● **Given problem**:
Take the lines from the one containing "One pin marks each instance of the man's nose." through the final line below and restate them exactly. Omit the pictures.

● **Provided entries**:
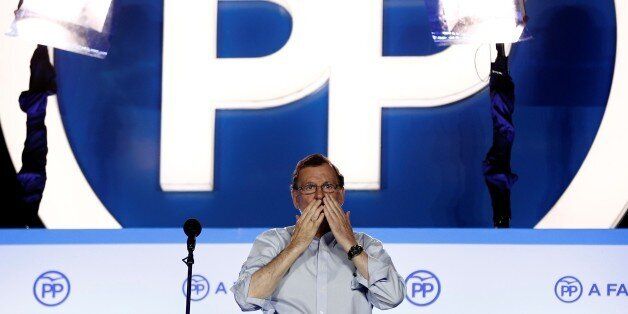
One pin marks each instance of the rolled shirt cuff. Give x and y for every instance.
(378, 271)
(241, 290)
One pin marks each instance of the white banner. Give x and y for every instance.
(447, 271)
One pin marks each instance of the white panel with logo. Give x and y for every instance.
(490, 276)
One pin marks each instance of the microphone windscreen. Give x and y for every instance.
(192, 227)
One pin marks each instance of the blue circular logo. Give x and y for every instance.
(51, 288)
(568, 289)
(422, 288)
(199, 290)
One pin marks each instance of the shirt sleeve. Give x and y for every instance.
(265, 248)
(385, 287)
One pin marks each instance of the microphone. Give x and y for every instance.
(192, 229)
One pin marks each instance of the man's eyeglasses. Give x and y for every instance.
(311, 188)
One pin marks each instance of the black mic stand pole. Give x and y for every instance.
(192, 229)
(189, 261)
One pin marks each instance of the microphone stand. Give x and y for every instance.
(192, 229)
(189, 260)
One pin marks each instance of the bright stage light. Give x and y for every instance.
(477, 21)
(80, 26)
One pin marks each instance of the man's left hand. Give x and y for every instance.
(339, 223)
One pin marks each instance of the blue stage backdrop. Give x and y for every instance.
(431, 158)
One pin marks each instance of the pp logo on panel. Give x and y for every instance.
(51, 288)
(422, 288)
(568, 289)
(199, 289)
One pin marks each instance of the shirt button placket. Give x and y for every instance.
(321, 279)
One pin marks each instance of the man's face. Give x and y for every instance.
(318, 176)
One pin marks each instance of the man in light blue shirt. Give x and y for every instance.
(318, 265)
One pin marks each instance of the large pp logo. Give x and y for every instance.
(568, 289)
(51, 288)
(199, 289)
(422, 288)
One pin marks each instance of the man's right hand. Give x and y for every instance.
(307, 225)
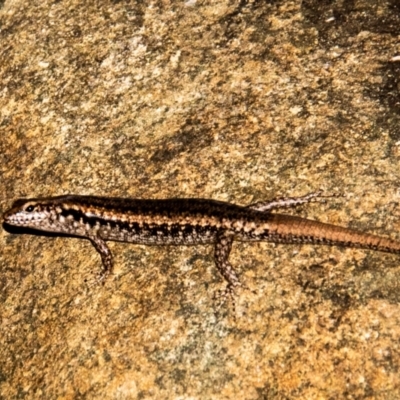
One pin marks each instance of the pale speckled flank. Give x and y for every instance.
(183, 222)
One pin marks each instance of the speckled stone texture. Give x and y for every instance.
(233, 100)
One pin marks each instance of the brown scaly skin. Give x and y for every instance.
(184, 222)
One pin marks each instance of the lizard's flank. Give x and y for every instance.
(184, 222)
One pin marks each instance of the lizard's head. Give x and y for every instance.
(30, 213)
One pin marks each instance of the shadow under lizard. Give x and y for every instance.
(184, 222)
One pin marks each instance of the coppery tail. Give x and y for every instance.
(291, 229)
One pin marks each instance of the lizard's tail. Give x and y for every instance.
(292, 229)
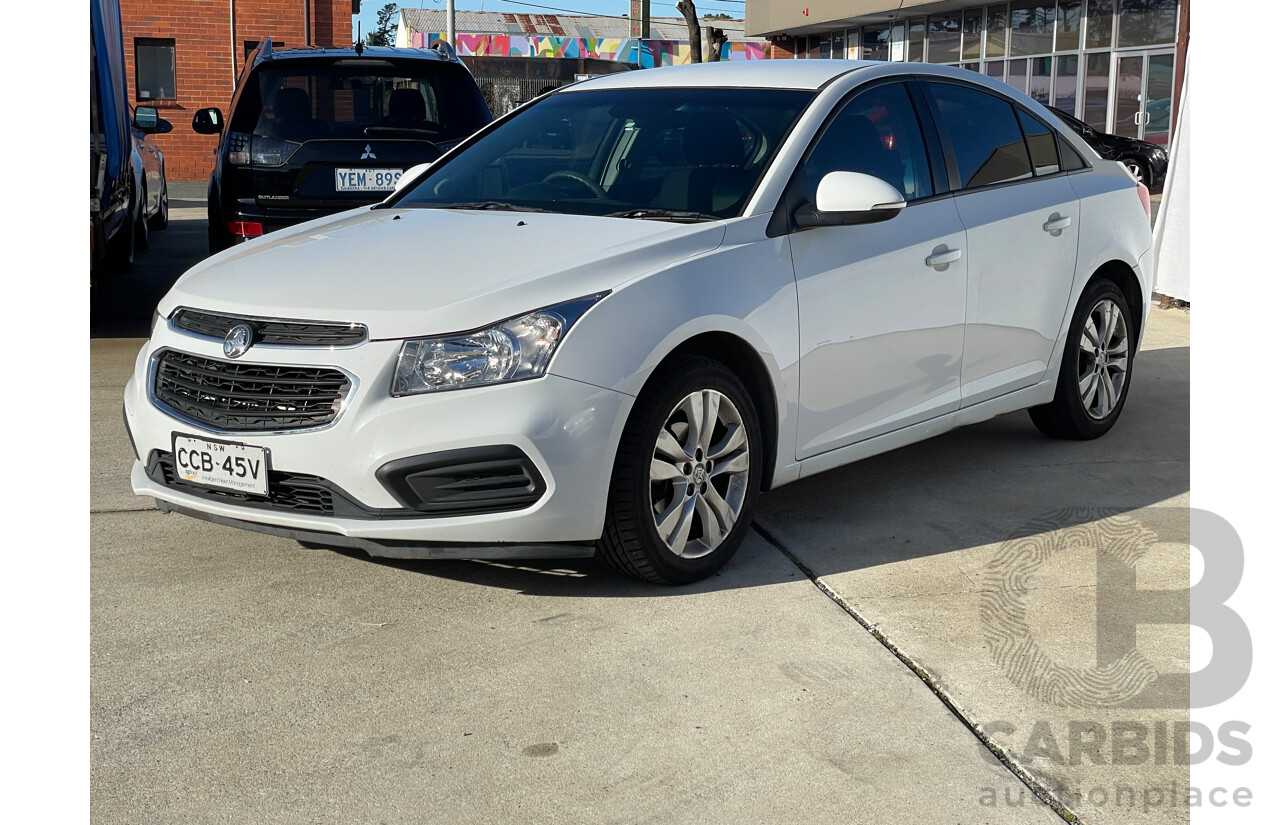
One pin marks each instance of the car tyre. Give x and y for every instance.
(686, 475)
(1097, 366)
(141, 225)
(160, 220)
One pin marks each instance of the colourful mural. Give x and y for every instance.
(643, 53)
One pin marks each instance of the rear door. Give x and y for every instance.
(881, 305)
(1022, 221)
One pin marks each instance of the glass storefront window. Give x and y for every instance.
(945, 37)
(1041, 79)
(1031, 30)
(915, 41)
(874, 42)
(1098, 27)
(997, 30)
(1097, 79)
(1018, 74)
(1064, 87)
(1068, 26)
(972, 33)
(1148, 22)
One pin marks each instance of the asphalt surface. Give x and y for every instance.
(238, 677)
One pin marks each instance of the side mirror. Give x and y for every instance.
(208, 120)
(851, 197)
(410, 175)
(146, 118)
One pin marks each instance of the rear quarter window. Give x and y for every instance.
(986, 138)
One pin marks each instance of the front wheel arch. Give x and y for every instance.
(746, 363)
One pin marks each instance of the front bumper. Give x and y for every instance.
(568, 431)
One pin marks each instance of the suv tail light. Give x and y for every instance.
(255, 150)
(245, 228)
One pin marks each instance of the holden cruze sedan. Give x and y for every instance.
(608, 320)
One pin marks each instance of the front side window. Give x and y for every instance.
(986, 140)
(155, 69)
(684, 154)
(876, 133)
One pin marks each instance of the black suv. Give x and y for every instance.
(319, 131)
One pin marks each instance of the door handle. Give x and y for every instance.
(944, 257)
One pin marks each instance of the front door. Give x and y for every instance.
(882, 306)
(1143, 95)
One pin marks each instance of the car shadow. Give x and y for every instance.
(969, 487)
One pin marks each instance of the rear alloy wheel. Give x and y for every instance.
(1093, 380)
(686, 475)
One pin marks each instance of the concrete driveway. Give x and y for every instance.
(242, 678)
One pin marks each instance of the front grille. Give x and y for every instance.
(284, 491)
(248, 398)
(273, 331)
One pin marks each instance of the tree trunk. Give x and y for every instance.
(717, 39)
(695, 31)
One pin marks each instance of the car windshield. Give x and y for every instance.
(307, 100)
(676, 154)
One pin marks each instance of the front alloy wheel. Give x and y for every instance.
(686, 475)
(698, 476)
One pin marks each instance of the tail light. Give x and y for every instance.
(245, 228)
(255, 150)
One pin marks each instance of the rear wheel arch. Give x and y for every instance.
(746, 363)
(1127, 280)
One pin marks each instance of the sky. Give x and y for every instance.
(368, 15)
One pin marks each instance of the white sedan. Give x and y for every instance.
(607, 321)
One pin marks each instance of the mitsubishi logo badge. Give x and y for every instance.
(238, 339)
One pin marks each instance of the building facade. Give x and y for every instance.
(183, 55)
(1115, 64)
(583, 36)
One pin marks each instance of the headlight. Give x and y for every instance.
(508, 351)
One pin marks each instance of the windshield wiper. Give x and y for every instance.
(490, 205)
(398, 131)
(664, 214)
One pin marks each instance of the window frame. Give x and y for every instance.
(172, 44)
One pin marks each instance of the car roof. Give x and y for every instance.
(369, 53)
(810, 74)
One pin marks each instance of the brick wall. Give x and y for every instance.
(202, 51)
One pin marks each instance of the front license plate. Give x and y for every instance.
(366, 179)
(220, 464)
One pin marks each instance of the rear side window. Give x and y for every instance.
(305, 100)
(986, 138)
(1041, 142)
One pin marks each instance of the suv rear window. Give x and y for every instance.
(306, 100)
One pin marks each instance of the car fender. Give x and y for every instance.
(744, 288)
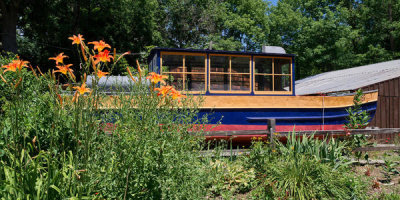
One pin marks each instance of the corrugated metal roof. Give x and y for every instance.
(154, 50)
(348, 79)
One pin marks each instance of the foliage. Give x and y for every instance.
(357, 119)
(52, 140)
(227, 178)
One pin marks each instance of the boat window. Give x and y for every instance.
(263, 74)
(282, 83)
(229, 73)
(172, 63)
(185, 72)
(272, 74)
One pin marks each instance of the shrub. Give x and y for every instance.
(56, 144)
(303, 168)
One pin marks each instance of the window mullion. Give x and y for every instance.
(230, 73)
(273, 75)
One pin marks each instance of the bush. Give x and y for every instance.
(56, 146)
(303, 168)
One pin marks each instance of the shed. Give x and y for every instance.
(384, 77)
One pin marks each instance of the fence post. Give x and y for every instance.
(271, 130)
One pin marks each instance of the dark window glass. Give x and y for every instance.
(282, 83)
(240, 64)
(195, 64)
(263, 65)
(263, 83)
(219, 82)
(195, 82)
(282, 66)
(172, 63)
(219, 63)
(240, 82)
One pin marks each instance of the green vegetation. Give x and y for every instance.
(73, 142)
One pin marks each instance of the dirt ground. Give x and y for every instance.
(384, 178)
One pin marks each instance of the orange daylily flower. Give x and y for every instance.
(101, 73)
(10, 67)
(82, 89)
(164, 90)
(64, 69)
(100, 45)
(176, 95)
(76, 39)
(59, 58)
(15, 64)
(102, 57)
(156, 78)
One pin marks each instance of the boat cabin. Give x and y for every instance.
(215, 72)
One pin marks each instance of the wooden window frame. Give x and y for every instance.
(184, 72)
(273, 76)
(230, 75)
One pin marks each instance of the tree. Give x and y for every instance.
(9, 19)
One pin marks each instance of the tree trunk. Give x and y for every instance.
(9, 26)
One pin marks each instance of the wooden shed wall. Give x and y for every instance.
(388, 110)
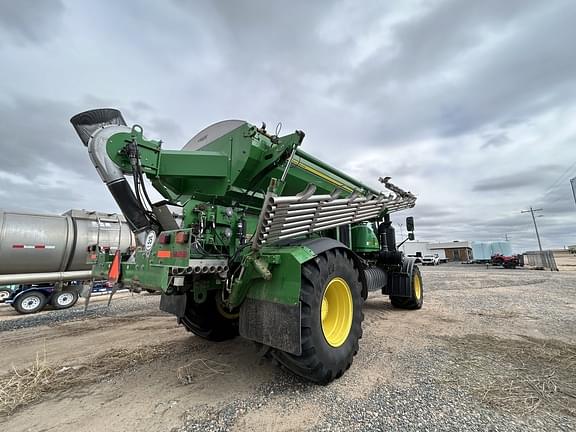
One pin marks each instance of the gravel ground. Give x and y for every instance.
(428, 391)
(118, 307)
(492, 350)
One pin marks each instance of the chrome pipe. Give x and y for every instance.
(293, 199)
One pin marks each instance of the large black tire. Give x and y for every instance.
(416, 299)
(208, 320)
(320, 362)
(64, 299)
(5, 293)
(30, 302)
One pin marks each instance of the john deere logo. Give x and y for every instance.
(150, 239)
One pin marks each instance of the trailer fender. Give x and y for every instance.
(320, 245)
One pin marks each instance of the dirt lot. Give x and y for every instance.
(492, 349)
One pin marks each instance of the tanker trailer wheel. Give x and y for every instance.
(331, 318)
(417, 293)
(30, 302)
(210, 320)
(64, 299)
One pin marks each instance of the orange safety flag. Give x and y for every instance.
(115, 268)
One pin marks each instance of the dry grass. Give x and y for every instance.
(200, 370)
(24, 386)
(516, 376)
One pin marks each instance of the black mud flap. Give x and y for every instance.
(400, 283)
(272, 324)
(174, 304)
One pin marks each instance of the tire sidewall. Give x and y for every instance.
(23, 297)
(327, 354)
(417, 302)
(54, 300)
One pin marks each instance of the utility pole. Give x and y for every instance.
(531, 211)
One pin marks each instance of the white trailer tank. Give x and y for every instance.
(41, 243)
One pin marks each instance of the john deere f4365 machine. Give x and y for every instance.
(273, 244)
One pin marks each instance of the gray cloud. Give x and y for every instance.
(518, 180)
(30, 21)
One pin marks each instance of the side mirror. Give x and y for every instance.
(409, 224)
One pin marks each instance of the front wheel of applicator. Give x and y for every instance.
(416, 298)
(331, 318)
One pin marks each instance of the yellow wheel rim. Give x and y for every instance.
(337, 312)
(417, 287)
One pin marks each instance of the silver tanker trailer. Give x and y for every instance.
(43, 250)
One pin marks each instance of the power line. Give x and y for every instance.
(531, 211)
(558, 182)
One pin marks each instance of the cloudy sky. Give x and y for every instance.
(470, 105)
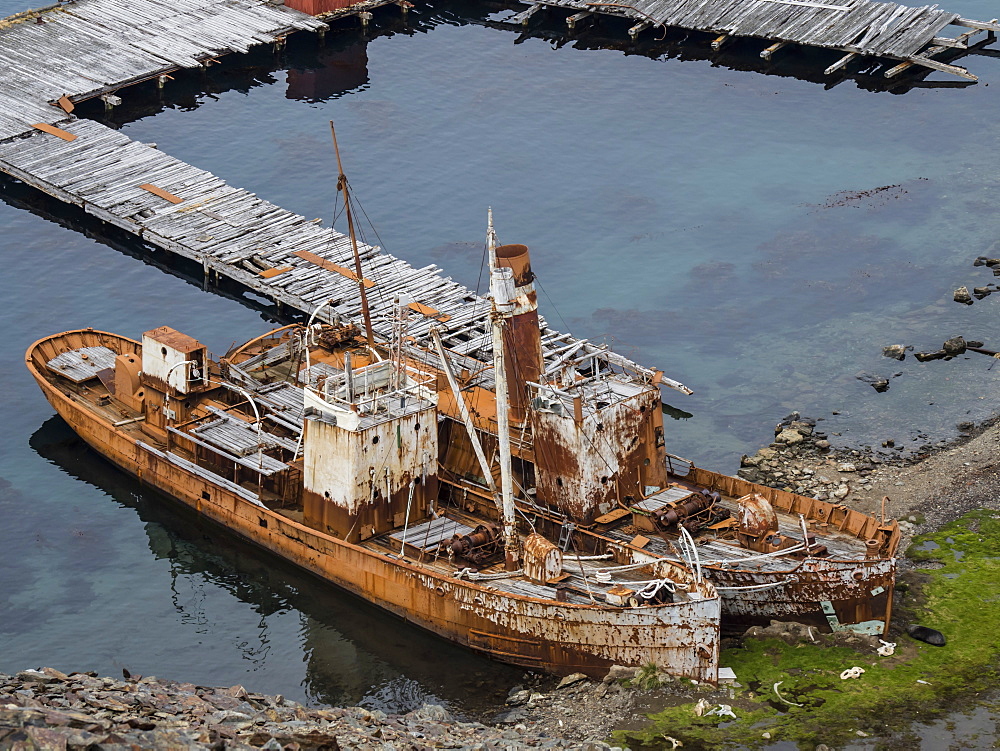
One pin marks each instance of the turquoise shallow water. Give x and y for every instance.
(708, 220)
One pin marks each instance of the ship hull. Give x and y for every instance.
(830, 594)
(561, 638)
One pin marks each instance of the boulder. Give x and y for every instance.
(788, 437)
(620, 673)
(924, 634)
(954, 346)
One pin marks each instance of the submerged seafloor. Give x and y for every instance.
(759, 236)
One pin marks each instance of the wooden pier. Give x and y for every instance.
(858, 28)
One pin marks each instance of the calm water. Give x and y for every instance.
(706, 219)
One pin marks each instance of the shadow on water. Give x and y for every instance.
(21, 196)
(353, 651)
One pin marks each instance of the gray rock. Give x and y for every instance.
(429, 712)
(521, 697)
(954, 347)
(620, 673)
(895, 351)
(788, 437)
(571, 680)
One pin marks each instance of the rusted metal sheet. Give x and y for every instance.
(542, 560)
(522, 336)
(830, 595)
(608, 457)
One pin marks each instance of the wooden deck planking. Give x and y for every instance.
(866, 27)
(224, 228)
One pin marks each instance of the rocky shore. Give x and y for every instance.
(47, 709)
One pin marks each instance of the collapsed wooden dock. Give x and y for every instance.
(859, 28)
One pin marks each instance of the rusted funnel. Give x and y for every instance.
(522, 338)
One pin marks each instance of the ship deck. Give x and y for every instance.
(578, 583)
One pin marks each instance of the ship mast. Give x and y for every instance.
(342, 186)
(501, 290)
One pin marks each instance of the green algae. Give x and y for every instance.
(958, 597)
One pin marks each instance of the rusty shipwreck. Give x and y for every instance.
(366, 464)
(526, 508)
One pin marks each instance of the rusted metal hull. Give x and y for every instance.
(830, 595)
(682, 637)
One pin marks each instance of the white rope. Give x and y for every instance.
(644, 582)
(792, 703)
(652, 588)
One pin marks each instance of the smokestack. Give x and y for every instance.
(523, 338)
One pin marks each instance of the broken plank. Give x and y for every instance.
(330, 266)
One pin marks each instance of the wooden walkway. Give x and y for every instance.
(860, 28)
(234, 233)
(80, 50)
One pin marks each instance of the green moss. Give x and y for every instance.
(959, 599)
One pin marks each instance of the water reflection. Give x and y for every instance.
(353, 653)
(319, 69)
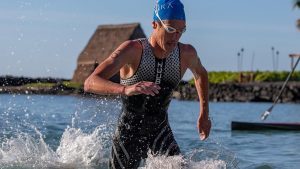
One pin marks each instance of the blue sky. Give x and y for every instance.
(44, 38)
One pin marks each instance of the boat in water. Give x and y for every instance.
(238, 125)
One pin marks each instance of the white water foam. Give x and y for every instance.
(76, 150)
(79, 150)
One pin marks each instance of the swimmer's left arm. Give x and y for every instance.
(201, 83)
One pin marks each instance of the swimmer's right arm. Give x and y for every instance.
(98, 82)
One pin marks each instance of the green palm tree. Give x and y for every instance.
(297, 5)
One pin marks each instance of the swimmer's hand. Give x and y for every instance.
(147, 88)
(204, 125)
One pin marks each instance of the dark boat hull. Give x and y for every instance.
(235, 125)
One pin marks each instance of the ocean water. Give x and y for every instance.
(45, 131)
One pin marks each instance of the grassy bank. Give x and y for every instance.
(258, 76)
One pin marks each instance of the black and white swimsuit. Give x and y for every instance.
(143, 123)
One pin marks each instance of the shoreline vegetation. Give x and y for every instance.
(224, 87)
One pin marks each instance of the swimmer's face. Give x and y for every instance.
(167, 39)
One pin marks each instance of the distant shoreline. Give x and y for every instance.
(222, 92)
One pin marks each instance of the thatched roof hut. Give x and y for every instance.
(103, 42)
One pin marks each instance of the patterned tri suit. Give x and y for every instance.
(143, 124)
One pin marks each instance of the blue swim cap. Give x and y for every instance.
(169, 10)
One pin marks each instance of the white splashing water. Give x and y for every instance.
(76, 150)
(82, 150)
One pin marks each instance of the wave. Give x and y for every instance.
(79, 150)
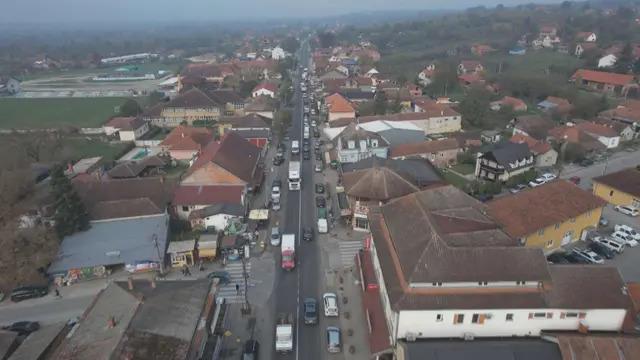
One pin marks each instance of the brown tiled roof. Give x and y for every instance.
(528, 211)
(187, 138)
(378, 183)
(124, 208)
(233, 153)
(207, 195)
(534, 125)
(627, 180)
(603, 77)
(425, 147)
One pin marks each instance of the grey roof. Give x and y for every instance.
(402, 136)
(481, 350)
(113, 242)
(420, 170)
(508, 152)
(38, 342)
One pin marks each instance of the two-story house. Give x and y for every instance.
(437, 266)
(503, 161)
(354, 144)
(526, 215)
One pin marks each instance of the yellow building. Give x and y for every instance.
(549, 216)
(619, 188)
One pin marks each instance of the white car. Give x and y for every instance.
(537, 182)
(624, 238)
(330, 301)
(627, 230)
(591, 256)
(548, 176)
(627, 210)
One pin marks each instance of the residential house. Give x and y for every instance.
(252, 127)
(556, 105)
(143, 319)
(354, 144)
(262, 105)
(185, 142)
(338, 107)
(216, 217)
(9, 86)
(437, 266)
(147, 166)
(372, 187)
(607, 61)
(610, 83)
(503, 161)
(266, 89)
(515, 104)
(586, 37)
(440, 153)
(619, 188)
(470, 67)
(525, 216)
(534, 126)
(133, 244)
(545, 155)
(582, 47)
(607, 136)
(127, 128)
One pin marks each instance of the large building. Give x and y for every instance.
(439, 267)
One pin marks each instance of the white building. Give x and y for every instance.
(440, 268)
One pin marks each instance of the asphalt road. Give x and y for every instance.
(299, 212)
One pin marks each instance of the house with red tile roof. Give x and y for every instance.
(265, 88)
(184, 142)
(543, 152)
(339, 107)
(606, 82)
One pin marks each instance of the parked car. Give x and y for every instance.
(275, 236)
(330, 301)
(310, 311)
(590, 256)
(624, 238)
(251, 350)
(610, 244)
(537, 182)
(627, 210)
(23, 327)
(28, 292)
(223, 277)
(334, 342)
(557, 258)
(602, 250)
(627, 230)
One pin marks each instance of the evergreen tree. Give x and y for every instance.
(70, 213)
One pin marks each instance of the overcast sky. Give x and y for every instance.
(73, 11)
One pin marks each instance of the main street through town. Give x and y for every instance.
(298, 212)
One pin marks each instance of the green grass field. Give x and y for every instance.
(56, 113)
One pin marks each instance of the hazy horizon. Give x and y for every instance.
(126, 11)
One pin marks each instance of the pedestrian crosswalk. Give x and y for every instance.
(229, 291)
(348, 251)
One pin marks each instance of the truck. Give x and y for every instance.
(288, 251)
(284, 333)
(294, 175)
(295, 147)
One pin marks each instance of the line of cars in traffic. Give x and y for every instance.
(600, 247)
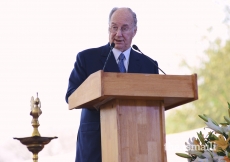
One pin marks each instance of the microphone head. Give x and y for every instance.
(135, 47)
(112, 45)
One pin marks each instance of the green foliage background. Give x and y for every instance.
(213, 91)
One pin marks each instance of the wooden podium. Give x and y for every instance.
(132, 111)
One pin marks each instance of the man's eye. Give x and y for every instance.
(125, 28)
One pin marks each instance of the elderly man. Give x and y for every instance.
(122, 29)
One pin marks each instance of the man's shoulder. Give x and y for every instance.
(94, 50)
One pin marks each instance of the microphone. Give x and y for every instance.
(111, 48)
(136, 48)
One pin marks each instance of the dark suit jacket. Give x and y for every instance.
(88, 62)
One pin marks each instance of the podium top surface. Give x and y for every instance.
(100, 87)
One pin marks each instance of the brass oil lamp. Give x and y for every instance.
(35, 143)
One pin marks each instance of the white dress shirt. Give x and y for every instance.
(117, 53)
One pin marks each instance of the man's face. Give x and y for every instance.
(122, 29)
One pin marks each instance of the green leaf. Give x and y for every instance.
(184, 155)
(203, 117)
(201, 138)
(227, 119)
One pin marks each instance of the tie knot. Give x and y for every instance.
(121, 57)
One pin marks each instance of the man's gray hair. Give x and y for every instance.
(133, 13)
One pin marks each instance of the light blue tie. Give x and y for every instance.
(121, 63)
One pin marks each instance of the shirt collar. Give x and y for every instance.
(117, 53)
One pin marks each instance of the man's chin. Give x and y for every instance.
(119, 46)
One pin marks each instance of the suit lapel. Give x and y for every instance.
(111, 65)
(134, 62)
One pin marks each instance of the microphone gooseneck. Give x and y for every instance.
(111, 48)
(136, 48)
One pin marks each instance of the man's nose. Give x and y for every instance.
(119, 32)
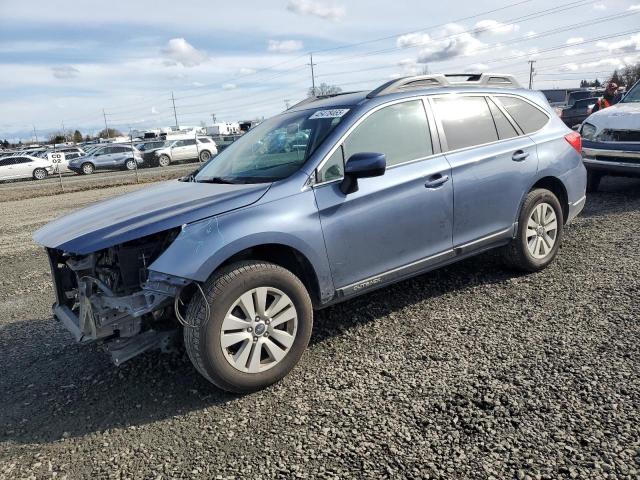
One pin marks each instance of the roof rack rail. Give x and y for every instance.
(446, 80)
(313, 98)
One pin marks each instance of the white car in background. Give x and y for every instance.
(24, 166)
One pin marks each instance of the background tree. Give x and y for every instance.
(323, 89)
(112, 133)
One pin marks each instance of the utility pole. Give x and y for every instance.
(313, 78)
(175, 115)
(531, 72)
(106, 127)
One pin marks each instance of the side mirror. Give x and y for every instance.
(362, 165)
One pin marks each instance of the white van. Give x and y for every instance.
(24, 166)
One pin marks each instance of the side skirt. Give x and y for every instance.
(425, 265)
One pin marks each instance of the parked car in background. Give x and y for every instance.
(180, 150)
(574, 115)
(611, 140)
(107, 157)
(333, 198)
(24, 166)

● **The answer**:
One pin marks each instance of the man's nose. Give x and y for every instance.
(119, 32)
One pin marks each instance of the roof rack rail. Give x and y for every instance.
(446, 80)
(313, 98)
One pin marks each instance of the white car in background. Give x and y for every instance.
(24, 166)
One pin marks each instance of the background tree. Give x and y for every instance.
(323, 89)
(112, 133)
One pin marks each instance of the utility pole. Give x and y for every instance.
(313, 78)
(175, 115)
(531, 72)
(106, 127)
One pin marks each instance of the side mirror. Give x and y for every instance.
(362, 165)
One pin marks each instance of the white van. Give x and y for every instance.
(24, 166)
One pin marks each instance of the side skirt. Give x and y for every instance.
(425, 265)
One pin marks each instance of the parked car in background. Give x and y for every instance.
(180, 150)
(574, 115)
(611, 140)
(107, 157)
(333, 198)
(24, 166)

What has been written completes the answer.